### Objective
Set down all of the data exactly as it appears.
## Begin
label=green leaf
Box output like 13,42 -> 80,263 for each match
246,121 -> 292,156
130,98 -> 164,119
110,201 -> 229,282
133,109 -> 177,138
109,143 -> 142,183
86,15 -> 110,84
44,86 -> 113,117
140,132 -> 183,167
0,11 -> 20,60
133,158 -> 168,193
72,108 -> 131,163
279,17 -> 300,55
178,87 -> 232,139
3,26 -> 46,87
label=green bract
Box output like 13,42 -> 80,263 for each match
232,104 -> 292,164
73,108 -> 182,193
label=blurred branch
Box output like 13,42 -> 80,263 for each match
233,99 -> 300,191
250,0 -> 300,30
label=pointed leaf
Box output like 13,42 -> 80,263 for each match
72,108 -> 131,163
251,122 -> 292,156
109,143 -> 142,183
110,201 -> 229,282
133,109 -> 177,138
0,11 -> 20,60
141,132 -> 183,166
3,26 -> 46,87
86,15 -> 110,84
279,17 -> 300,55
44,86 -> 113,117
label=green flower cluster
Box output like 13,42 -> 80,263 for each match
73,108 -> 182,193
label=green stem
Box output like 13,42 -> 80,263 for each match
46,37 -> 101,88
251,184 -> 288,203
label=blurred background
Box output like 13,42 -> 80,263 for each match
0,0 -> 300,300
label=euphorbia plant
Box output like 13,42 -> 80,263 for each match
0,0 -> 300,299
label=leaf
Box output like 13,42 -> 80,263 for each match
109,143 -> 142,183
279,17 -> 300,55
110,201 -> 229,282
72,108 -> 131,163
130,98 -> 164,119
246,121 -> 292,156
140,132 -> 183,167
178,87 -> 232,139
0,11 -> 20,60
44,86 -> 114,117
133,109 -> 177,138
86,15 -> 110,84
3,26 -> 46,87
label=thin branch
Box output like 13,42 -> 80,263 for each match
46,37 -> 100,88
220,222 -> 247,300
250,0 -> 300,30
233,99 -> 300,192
## End
### Answer to this task
label=green leaf
Box output like 13,42 -> 80,263 for each match
246,121 -> 292,156
130,98 -> 164,119
110,201 -> 229,282
133,109 -> 177,138
109,143 -> 142,183
86,15 -> 110,84
44,86 -> 113,117
140,132 -> 183,167
0,11 -> 20,60
133,158 -> 168,193
72,108 -> 131,163
279,17 -> 300,55
178,87 -> 232,139
3,26 -> 46,87
label=green bract
Box output like 13,42 -> 80,263 for each match
232,104 -> 292,164
73,108 -> 182,193
label=blurred branch
Box output like 13,42 -> 80,263 for each match
233,99 -> 300,191
250,0 -> 300,30
label=pointed leaf
Box output like 13,42 -> 80,263 for each match
72,108 -> 131,163
251,122 -> 292,156
109,143 -> 142,183
110,201 -> 229,282
133,109 -> 177,138
0,11 -> 20,60
141,132 -> 183,166
3,26 -> 46,87
86,15 -> 110,84
279,17 -> 300,55
44,86 -> 113,117
label=green flower cluster
Box output like 13,42 -> 80,263 for each match
73,108 -> 182,193
label=green stem
Box output like 13,42 -> 80,263 for each match
46,37 -> 101,88
251,184 -> 288,203
label=blurred background
Box output like 13,42 -> 80,263 for each match
0,0 -> 300,300
label=euphorbia plant
Box output like 13,42 -> 80,263 for each match
0,0 -> 300,299
label=leaf
Box output like 13,42 -> 80,263 for each match
109,143 -> 142,183
279,17 -> 300,55
110,201 -> 229,282
72,108 -> 131,163
130,98 -> 164,119
246,121 -> 292,156
140,132 -> 183,167
178,87 -> 232,139
0,11 -> 20,60
44,86 -> 114,117
133,109 -> 177,138
86,15 -> 110,84
3,26 -> 46,87
label=thin branch
Box output like 13,42 -> 80,263 for each match
46,37 -> 100,88
220,222 -> 247,300
250,0 -> 300,30
233,99 -> 300,192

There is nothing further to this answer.